- Instructions for the task
Put the material below into a JSON list of strings, with one string for each line and no strings for blank lines.

- Data lines
## begin
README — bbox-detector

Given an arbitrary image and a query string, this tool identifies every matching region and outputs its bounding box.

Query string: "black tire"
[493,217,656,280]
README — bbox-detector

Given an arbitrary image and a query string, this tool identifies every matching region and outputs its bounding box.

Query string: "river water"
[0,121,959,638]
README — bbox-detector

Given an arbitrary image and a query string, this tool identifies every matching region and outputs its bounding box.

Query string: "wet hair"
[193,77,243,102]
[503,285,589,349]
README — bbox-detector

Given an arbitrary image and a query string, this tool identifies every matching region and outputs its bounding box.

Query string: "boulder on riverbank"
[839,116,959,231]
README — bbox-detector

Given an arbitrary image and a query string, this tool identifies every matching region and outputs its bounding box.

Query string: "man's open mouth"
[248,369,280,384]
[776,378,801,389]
## end
- Task response
[
  "README — bbox-detector",
  "Given an arbitrary image and a query string, this tool identifies every matching region and outputs its bounding box.",
  "Query string: \"black tire\"",
  "[493,217,656,280]",
  "README — bbox-detector",
  "Given an arbitrary image and a query string, this tool identifies every matching region and outputs its bounding box.",
  "Query string: \"river water\"",
  "[0,121,959,638]",
  "README — bbox-detector",
  "Given an arbitrary image and a query string, this tool identifies every matching region and outputs its bounding box.",
  "Query string: \"wet hair\"",
  "[193,77,243,102]",
  "[503,285,589,349]",
  "README — bbox-detector",
  "Given an arbitrary image and a query string, this tool identifies every matching region and outputs its bounding box.",
  "Query string: \"boulder on riverbank\"",
  "[839,116,959,231]",
  "README — bbox-detector",
  "Given an arbitrary image and a query string, this tool identifies every matching region and outputs its bounding box.",
  "Query string: \"man's open mouth\"",
  "[248,369,280,384]",
  "[776,378,801,389]"
]